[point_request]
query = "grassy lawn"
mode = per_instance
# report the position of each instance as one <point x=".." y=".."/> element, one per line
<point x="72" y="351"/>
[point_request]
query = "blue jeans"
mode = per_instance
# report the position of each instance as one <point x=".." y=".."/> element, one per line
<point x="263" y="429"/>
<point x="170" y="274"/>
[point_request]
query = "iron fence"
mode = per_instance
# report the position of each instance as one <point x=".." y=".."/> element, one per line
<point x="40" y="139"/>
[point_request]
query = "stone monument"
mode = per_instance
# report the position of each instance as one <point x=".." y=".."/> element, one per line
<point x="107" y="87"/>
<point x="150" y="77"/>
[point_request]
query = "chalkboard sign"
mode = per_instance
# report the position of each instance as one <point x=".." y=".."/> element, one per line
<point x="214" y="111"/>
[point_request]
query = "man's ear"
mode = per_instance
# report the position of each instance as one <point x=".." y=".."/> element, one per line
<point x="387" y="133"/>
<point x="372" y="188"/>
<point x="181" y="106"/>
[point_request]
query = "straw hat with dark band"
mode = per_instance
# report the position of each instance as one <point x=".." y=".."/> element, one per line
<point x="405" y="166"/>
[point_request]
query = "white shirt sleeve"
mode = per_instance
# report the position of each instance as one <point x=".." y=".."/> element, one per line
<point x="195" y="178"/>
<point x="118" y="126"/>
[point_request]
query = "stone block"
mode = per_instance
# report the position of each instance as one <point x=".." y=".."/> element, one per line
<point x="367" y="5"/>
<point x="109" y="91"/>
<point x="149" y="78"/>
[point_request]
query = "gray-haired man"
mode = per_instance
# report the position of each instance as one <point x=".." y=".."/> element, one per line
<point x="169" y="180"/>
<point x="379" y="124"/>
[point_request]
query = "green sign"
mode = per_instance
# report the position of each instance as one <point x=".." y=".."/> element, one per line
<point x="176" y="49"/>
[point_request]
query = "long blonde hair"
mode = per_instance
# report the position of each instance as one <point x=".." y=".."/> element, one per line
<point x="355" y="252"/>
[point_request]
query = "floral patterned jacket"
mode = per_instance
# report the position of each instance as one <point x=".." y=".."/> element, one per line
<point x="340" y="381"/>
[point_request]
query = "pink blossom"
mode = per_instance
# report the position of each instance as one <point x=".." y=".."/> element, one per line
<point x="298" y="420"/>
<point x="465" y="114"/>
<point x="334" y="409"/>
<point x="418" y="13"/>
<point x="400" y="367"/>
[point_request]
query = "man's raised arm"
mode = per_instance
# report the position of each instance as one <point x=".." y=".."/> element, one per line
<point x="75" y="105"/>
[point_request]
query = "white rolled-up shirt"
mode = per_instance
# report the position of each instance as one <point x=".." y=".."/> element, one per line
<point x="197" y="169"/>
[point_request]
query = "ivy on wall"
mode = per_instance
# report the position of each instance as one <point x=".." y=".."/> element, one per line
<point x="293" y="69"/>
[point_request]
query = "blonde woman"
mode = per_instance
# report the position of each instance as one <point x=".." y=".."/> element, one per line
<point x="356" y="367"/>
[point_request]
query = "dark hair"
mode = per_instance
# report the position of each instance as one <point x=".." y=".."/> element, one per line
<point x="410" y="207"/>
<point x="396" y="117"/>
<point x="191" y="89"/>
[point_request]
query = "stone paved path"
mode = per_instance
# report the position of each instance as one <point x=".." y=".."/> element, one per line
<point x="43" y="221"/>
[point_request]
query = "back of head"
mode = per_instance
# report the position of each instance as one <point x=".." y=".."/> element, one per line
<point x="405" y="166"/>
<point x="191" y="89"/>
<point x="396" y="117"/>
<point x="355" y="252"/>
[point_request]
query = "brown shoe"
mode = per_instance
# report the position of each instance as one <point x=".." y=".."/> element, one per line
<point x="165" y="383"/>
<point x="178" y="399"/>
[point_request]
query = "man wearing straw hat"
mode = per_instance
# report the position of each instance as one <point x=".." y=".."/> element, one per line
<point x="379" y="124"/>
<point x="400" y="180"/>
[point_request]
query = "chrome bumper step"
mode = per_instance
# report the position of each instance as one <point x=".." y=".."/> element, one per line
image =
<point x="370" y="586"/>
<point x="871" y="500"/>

--

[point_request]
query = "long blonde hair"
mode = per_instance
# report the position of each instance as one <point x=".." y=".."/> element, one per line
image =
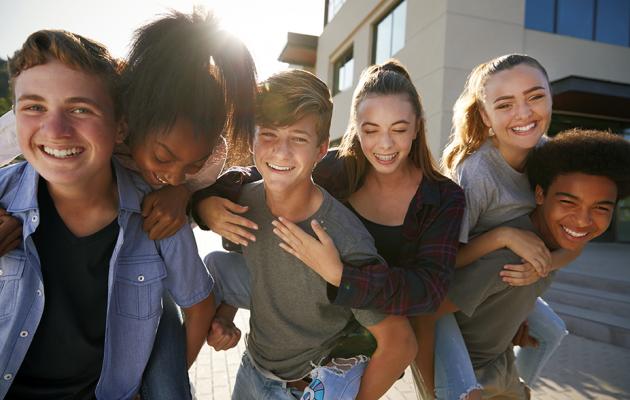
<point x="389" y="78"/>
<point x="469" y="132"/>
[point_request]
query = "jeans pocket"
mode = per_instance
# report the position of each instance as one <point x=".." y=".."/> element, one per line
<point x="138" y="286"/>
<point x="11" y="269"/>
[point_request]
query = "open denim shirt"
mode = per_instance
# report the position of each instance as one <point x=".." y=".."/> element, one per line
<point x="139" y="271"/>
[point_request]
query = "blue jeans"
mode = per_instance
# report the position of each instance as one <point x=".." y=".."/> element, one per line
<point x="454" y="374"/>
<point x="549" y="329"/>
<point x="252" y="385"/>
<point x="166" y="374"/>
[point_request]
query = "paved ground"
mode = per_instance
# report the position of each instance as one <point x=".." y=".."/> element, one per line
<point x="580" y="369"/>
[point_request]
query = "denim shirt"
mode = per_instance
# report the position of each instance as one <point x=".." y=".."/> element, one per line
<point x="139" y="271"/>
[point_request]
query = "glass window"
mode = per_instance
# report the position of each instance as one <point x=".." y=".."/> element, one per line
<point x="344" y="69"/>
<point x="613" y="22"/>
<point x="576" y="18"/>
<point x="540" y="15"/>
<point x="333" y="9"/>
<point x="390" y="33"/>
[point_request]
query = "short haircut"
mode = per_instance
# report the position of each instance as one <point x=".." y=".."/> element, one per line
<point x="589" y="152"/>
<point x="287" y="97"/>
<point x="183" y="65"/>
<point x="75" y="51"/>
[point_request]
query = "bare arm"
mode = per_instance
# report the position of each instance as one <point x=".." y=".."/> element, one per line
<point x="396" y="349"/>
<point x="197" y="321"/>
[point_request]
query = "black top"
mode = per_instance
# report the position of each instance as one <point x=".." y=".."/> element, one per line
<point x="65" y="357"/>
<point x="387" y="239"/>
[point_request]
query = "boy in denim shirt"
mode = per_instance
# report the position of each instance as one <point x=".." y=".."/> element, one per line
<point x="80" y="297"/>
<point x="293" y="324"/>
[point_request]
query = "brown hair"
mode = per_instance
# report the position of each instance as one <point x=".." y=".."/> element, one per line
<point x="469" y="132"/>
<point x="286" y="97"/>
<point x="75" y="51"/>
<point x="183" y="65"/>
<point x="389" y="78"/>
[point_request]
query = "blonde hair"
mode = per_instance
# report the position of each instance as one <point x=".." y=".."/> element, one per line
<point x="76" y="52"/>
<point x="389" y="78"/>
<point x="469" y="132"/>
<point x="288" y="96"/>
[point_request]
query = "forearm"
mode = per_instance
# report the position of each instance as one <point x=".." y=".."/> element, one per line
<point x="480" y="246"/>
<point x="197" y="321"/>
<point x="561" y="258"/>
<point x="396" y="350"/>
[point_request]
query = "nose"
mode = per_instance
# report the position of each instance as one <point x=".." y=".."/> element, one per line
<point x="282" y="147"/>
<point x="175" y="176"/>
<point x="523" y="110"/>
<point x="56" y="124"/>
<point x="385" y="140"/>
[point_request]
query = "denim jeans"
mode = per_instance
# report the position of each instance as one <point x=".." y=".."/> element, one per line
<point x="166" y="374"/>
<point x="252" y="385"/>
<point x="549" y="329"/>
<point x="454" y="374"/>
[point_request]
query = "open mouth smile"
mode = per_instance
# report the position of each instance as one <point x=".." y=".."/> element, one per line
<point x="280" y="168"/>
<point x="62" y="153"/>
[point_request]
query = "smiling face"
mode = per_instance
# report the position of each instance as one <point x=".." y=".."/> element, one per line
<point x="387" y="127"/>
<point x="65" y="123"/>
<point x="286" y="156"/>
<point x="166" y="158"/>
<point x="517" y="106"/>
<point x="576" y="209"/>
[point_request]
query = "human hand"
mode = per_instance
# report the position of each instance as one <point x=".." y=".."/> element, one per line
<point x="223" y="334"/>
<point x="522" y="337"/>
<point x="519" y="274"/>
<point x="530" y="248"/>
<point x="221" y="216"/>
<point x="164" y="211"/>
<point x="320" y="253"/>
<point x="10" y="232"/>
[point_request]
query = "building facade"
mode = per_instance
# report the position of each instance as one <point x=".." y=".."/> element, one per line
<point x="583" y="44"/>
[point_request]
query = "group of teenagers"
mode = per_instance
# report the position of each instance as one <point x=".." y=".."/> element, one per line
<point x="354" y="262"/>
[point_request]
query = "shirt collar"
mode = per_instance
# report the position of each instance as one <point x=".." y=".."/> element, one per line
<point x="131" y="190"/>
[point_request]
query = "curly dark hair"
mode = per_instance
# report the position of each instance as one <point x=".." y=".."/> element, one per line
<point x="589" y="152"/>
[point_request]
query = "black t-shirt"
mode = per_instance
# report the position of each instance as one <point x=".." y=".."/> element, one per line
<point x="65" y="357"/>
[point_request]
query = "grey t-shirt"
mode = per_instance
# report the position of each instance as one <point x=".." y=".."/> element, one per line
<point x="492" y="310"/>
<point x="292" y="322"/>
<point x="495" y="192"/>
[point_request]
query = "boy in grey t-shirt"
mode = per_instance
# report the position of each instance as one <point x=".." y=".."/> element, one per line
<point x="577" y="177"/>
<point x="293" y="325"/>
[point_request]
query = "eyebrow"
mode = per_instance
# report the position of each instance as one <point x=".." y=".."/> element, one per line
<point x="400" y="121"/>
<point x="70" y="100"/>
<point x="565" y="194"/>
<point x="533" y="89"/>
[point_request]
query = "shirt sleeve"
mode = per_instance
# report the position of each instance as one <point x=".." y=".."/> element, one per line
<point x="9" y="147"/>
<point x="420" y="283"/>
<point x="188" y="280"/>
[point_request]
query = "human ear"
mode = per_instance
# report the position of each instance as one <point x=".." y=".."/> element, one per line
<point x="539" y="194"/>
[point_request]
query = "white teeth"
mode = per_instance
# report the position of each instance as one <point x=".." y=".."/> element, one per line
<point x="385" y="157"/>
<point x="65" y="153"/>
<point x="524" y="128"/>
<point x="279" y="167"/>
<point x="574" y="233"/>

---

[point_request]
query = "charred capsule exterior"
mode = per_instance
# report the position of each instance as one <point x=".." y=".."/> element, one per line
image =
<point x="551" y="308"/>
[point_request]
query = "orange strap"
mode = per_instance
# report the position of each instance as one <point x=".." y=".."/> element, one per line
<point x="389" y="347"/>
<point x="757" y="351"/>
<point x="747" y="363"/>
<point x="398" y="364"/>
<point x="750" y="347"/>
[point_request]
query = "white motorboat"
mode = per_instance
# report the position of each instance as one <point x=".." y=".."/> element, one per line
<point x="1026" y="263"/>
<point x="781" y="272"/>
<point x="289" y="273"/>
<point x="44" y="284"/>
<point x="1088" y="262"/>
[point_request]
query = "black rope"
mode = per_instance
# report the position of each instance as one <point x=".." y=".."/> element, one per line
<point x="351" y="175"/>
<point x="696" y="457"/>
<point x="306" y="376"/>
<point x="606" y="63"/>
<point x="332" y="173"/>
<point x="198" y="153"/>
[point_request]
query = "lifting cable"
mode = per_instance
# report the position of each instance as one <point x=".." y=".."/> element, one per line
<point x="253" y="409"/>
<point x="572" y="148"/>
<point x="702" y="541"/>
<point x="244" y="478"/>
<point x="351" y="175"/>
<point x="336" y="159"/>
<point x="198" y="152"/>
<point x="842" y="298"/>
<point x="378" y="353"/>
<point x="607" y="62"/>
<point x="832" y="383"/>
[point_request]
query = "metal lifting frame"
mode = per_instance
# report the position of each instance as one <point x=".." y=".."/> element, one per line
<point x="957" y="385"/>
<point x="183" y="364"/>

__EXERCISE DESCRIPTION__
Gather every line of the material above that contains the word "shirt", copying each line in full.

__ANSWER FOR THIS EXERCISE__
query = "white shirt sleeve"
query = "white rolled-up shirt"
query = "open denim shirt"
query = "denim shirt"
query = "boy in denim shirt"
query = "shirt collar"
query = "black t-shirt"
query = "grey t-shirt"
query = "boy in grey t-shirt"
query = "shirt sleeve"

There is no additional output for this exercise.